### WHAT THIS TASK INVOLVES
Each line below is to be written out in full, exactly as shown.

### DATASET RECORDS
--------------------

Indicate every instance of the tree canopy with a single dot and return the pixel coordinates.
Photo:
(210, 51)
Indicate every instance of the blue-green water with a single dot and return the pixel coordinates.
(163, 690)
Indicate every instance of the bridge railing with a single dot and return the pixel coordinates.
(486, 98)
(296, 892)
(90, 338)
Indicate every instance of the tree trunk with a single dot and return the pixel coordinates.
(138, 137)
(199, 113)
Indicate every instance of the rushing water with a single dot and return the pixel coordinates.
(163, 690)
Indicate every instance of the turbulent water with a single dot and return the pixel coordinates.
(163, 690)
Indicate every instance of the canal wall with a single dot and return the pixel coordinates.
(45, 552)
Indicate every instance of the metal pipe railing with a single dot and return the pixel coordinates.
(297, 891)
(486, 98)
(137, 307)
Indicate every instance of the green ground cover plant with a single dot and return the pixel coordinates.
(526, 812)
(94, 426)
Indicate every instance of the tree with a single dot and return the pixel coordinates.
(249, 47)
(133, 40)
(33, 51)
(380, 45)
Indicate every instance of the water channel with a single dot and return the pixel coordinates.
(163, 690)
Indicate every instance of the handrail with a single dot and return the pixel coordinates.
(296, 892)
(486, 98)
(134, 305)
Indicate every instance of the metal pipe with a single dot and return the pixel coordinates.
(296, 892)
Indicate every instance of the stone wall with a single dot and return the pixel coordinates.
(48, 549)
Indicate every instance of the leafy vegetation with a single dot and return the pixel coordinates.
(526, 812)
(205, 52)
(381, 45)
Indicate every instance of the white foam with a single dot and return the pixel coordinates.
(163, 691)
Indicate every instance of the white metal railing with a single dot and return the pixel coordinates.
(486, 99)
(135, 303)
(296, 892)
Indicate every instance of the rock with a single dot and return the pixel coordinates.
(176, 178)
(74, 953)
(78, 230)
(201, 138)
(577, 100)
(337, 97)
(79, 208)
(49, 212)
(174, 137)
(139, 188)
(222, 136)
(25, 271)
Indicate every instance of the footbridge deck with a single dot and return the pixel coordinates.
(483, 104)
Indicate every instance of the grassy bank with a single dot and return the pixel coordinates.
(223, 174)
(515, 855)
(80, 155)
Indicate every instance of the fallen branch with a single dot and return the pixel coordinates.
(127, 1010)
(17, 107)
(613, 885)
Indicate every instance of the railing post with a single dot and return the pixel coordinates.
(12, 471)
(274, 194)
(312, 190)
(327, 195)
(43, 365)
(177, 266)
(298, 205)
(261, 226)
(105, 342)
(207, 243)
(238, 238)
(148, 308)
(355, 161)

--------------------

### RESULT OF THE EXERCISE
Indicate every instance of the tree canopy with a single dot and return the pixel coordinates.
Photo:
(210, 51)
Indicate every instance of the blue-green water with a single dot and return the pixel coordinates.
(163, 690)
Indicate every instance of the bridge railing with a single dot and return the pixel coordinates.
(486, 98)
(296, 892)
(90, 338)
Indicate every instance of the tree trunk with a single dot and return the pixel coordinates.
(138, 137)
(199, 113)
Indicate every instance of the rushing water with a single dot and return the pixel coordinates.
(163, 690)
Indicate every instance of the turbulent water with a single dot and return the pixel coordinates.
(163, 690)
Indicate every instance of the canal wall with a single dot and return the pixel coordinates.
(45, 552)
Indicate every instance of the metal pipe railing with a single dot and return the pixel coordinates.
(297, 891)
(486, 98)
(137, 307)
Indicate every instance of the green ground cover plant with a single dot and return the pixel coordinates.
(526, 812)
(94, 426)
Indicate every instance of the tree with a single dot and return the pixel coordinates.
(249, 47)
(133, 40)
(33, 51)
(380, 45)
Indicate every instance of the water channel with a single dot and return the pixel coordinates.
(163, 690)
Indicate every instance of the handrail with a single dot and return the pixel coordinates.
(296, 892)
(486, 98)
(134, 305)
Indicate every instance of the metal pipe with a single dot and return the pixel coordinates.
(296, 892)
Indicate every instance of the stone wall with a single dot and return the pixel coordinates.
(48, 549)
Indicate every instance of the leafy vegetation with a single dot and return the pixel coordinates.
(526, 812)
(205, 52)
(381, 45)
Indicate every instance of the white foam with a single dot and return the pixel coordinates.
(163, 691)
Indicate every instance of the white metal railing with a single dot and return the pixel coordinates.
(486, 99)
(135, 303)
(296, 892)
Indicate every instance of the rock with a single dot and return the pixel coordinates.
(176, 178)
(74, 953)
(78, 230)
(201, 138)
(577, 100)
(337, 97)
(79, 208)
(49, 212)
(174, 137)
(139, 188)
(222, 136)
(25, 271)
Indicate every instance of the footbridge deck with a single dot and return the pixel coordinates.
(483, 104)
Indicate every instance of the grassy bank with a single dot and return the pixel coordinates.
(223, 174)
(515, 855)
(80, 155)
Indicate every instance of the fallen branch with a single dot and return the pixel coordinates.
(127, 1010)
(17, 107)
(613, 885)
Indicate every instance of the railing post with a single dot and return the pixel coordinates.
(12, 471)
(274, 194)
(312, 190)
(327, 195)
(43, 365)
(177, 266)
(298, 205)
(261, 226)
(105, 342)
(207, 243)
(238, 238)
(148, 308)
(355, 161)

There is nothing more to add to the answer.